Retome o texto sobre o fim do imposto sindical e escreva sua continuação a partir da última frase apresentada.

---------- TEXTO DE LEITURA ----------

Falta, sem dúvida, um denominador comum que equilibre as obrigações com
direitos estatutários e trate efetivamente de temas próprios de sua ocupação
profissional, e não apenas de salários.
O fim
da obrigatoriedade do pagamento do imposto
sindical (que passou a ser voluntário) é a marca mais forte da Reforma de 2017
sobre a representação dos trabalhadores. Já há uma tendência declarada de
muitos sindicatos retomarem as contribuições confederativas, chamadas também de
assistenciais, tão combatidas pelo Ministério Público do Trabalho (MPT) na
década de 1990. O entendimento jurídico é o de que elas dependeriam de reforma
constitucional. A Constituição até permite a contribuição confederativa (inciso
IV do art. 8º), porém o entendimento prevalecente é o de que esta não pode
ferir a liberdade de filiação, outro preceito constitucional (Súmula nº 666 do
STF, Súmula Vinculante nº 40 do STF, Precedente nº 119 do TST).
Mas
nem sempre houve esse entendimento, mesmo sob a égide da Carta de 1988, quando
também já havia a possibilidade de se criar contribuição para toda a categoria
por meio de dissídio coletivo (antigo Precedente nº 74 do TST) ou por mera
negociação coletiva (art. 462 da CLT). Na década de 1990, verificou-se o uso
abusivo desses descontos por parte de diversos sindicatos, o que deu origem à
reação judicial.
Esforçando-me
para ser otimista, acredito que o fim do imposto sindical pode vir a fortalecer
a sindicalização, e o seu atrativo poderá ser a norma coletiva. Não
necessariamente com a mudança da lei sobre a representação, mas sim com a
conscientização de parte dos
trabalhadores da necessidade de se manter a negociação coletiva, desde,
naturalmente, que ela seja compensatória.

---------- DADOS APRESENTADOS ----------

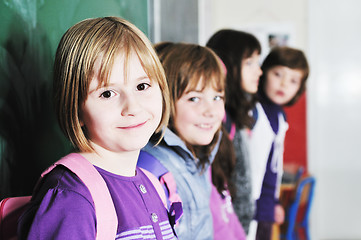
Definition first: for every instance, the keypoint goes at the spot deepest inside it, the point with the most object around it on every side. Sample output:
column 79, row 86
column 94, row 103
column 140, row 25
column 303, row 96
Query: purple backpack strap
column 107, row 221
column 230, row 126
column 148, row 162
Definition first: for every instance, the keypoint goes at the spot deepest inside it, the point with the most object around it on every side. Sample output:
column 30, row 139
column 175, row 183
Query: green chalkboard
column 30, row 138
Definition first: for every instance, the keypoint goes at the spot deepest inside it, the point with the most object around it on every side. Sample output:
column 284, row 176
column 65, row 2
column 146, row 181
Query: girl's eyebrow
column 142, row 77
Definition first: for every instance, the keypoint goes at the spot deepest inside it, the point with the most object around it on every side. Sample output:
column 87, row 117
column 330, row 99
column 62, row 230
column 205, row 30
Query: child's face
column 282, row 84
column 251, row 73
column 199, row 114
column 123, row 115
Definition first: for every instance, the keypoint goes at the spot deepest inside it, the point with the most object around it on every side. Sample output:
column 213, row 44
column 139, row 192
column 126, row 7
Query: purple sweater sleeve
column 71, row 213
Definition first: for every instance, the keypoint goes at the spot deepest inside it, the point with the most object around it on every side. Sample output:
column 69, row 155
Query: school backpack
column 107, row 221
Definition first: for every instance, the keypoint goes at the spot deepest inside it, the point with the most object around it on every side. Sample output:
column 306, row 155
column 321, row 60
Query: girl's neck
column 120, row 163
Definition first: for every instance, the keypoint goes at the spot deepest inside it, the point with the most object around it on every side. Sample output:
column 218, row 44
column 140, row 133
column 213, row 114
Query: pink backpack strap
column 107, row 221
column 156, row 185
column 175, row 200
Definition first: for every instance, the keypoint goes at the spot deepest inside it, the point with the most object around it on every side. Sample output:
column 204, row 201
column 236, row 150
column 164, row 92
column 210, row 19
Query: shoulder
column 60, row 205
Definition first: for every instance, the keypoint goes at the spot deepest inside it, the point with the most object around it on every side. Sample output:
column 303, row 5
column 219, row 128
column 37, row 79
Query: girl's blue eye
column 194, row 99
column 106, row 94
column 143, row 86
column 218, row 98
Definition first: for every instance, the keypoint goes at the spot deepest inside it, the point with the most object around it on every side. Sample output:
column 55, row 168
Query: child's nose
column 208, row 108
column 130, row 105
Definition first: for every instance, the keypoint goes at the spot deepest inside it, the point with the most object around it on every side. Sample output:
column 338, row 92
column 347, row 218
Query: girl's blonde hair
column 84, row 43
column 185, row 66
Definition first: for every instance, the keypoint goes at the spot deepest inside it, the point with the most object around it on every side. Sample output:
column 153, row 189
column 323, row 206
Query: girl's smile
column 123, row 115
column 199, row 114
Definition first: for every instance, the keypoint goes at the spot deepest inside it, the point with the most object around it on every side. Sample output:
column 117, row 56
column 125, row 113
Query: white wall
column 329, row 31
column 334, row 117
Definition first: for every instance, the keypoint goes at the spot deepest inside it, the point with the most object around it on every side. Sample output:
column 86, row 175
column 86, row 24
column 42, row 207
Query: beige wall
column 242, row 13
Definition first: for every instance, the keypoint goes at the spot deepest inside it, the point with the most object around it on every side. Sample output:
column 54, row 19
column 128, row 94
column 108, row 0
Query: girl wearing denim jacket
column 196, row 80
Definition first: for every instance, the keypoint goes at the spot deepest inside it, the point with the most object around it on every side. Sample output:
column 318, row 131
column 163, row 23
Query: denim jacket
column 193, row 186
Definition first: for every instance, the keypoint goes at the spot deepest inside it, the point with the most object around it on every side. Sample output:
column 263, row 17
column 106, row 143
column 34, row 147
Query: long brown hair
column 288, row 57
column 232, row 47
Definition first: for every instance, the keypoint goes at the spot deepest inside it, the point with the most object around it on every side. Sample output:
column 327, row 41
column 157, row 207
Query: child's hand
column 279, row 214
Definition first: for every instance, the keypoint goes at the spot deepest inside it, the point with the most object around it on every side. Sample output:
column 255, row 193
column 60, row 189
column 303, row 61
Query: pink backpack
column 107, row 221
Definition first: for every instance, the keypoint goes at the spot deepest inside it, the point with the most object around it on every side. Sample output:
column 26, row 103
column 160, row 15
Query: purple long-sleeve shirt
column 64, row 209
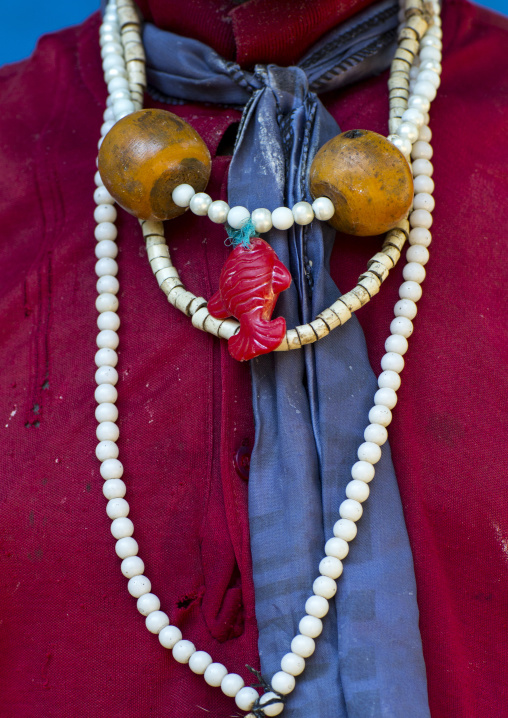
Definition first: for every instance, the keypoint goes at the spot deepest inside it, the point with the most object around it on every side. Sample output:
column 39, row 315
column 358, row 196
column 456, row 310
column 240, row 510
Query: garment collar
column 278, row 31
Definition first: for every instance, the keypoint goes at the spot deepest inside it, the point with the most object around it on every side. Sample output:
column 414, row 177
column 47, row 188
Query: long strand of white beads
column 375, row 435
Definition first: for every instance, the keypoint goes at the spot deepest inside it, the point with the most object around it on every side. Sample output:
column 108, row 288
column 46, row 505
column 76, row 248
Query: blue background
column 23, row 22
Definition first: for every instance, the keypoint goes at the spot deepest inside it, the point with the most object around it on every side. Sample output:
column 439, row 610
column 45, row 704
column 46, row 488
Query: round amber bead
column 367, row 179
column 146, row 155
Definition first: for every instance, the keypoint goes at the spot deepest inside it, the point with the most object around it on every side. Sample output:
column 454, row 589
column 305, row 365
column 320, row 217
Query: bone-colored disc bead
column 367, row 179
column 161, row 151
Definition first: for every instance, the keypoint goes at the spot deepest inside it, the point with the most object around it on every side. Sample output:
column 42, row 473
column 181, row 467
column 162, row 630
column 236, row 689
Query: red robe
column 71, row 640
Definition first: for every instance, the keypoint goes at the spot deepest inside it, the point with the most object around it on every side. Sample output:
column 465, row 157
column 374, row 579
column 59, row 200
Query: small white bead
column 170, row 636
column 106, row 393
column 105, row 231
column 246, row 697
column 401, row 143
column 133, row 565
column 138, row 586
column 106, row 357
column 420, row 217
column 410, row 290
column 111, row 469
column 397, row 344
column 199, row 662
column 182, row 195
column 414, row 116
column 156, row 621
column 317, row 606
column 387, row 380
column 218, row 211
column 117, row 508
column 215, row 674
column 111, row 48
column 183, row 650
column 331, row 566
column 421, row 150
column 385, row 397
column 200, row 204
column 405, row 308
column 324, row 586
column 422, row 167
column 109, row 63
column 431, row 65
column 231, row 684
column 282, row 218
column 363, row 471
column 430, row 53
column 380, row 414
column 283, row 682
column 121, row 108
column 376, row 433
column 414, row 272
column 106, row 375
column 368, row 451
column 429, row 76
column 106, row 450
column 106, row 248
column 430, row 40
column 262, row 220
column 122, row 527
column 418, row 254
column 102, row 196
column 108, row 320
column 114, row 489
column 435, row 31
column 274, row 709
column 115, row 71
column 420, row 235
column 303, row 213
column 293, row 664
column 402, row 326
column 357, row 490
column 238, row 216
column 337, row 547
column 310, row 626
column 408, row 131
column 303, row 646
column 345, row 529
column 106, row 265
column 107, row 431
column 126, row 547
column 107, row 285
column 419, row 102
column 107, row 339
column 149, row 602
column 104, row 213
column 323, row 208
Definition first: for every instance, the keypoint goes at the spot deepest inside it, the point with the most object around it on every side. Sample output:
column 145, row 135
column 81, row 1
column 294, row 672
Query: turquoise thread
column 240, row 237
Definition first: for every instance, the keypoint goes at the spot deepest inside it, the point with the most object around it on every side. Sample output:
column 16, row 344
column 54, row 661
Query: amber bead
column 146, row 155
column 367, row 179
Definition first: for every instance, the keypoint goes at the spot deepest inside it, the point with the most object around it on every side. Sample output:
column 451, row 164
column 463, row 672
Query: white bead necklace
column 409, row 106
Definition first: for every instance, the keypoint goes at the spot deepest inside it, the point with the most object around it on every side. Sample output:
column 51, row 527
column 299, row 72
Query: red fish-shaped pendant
column 250, row 282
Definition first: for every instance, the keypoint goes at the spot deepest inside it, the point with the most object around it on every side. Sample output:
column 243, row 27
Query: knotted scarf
column 311, row 406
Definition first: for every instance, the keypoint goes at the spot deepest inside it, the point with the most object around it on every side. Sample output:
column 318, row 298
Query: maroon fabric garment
column 72, row 642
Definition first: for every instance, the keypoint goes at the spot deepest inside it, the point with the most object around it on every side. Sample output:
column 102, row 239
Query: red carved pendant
column 250, row 282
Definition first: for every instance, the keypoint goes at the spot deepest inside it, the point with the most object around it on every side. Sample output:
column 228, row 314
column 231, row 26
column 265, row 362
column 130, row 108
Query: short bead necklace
column 413, row 82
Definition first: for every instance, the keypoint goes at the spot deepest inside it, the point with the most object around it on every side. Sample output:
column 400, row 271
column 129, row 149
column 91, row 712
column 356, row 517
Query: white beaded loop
column 412, row 135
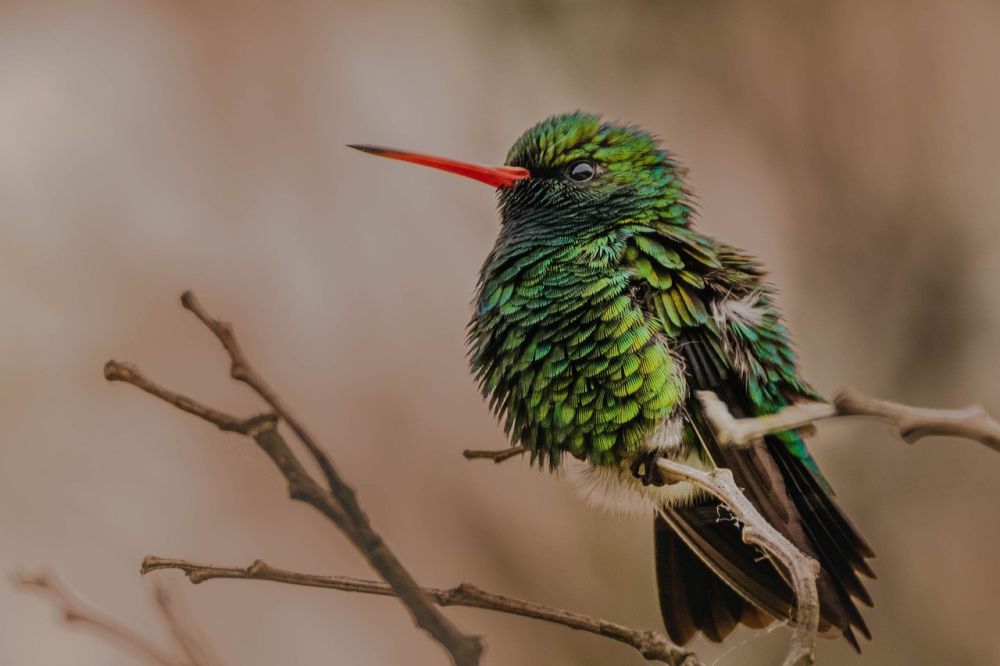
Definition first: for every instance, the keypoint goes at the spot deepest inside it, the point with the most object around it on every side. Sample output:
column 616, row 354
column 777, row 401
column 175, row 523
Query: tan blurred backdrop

----------

◆ RESPOSTA DO EXERCÍCIO
Essa parte de trabalhadores provavelmente
será composta por grupos que exercem profissões mais duradouras, que possuem
empregos mais estáveis ou que sejam portadores de algum grau de solidariedade
local ou profissional. E que tenham algo a oferecer em uma negociação, sendo
ela indispensável a seus empregadores. Trabalhadores mais precarizados e com nível profissional mais baixo tendem a ter pouco
a oferecer numa negociação em que os empregadores já cumprem a lei. Portanto,
suas reivindicações são mais difíceis de serem negociadas, podendo gerar maior
radicalização e greve, ainda que com menor grau de organização duradoura. Para
existir associativismo é preciso haver relação duradoura, por isso os setores
ocupacionais que sofrem maior quantidade de mudanças de empregos são os mais
difíceis de serem organizados.
As
negociações coletivas com demasiadas cláusulas prejudiciais aos trabalhadores
também poderão ser mais facilmente rejeitadas por eles. E nessa situação eles
poderão isolar líderes e sindicatos que não respondam aos verdadeiros anseios
profissionais e econômicos da categoria. A hipótese de boicote ao sindicato é
uma possibilidade que depende do grau de importância do fator sindicalização.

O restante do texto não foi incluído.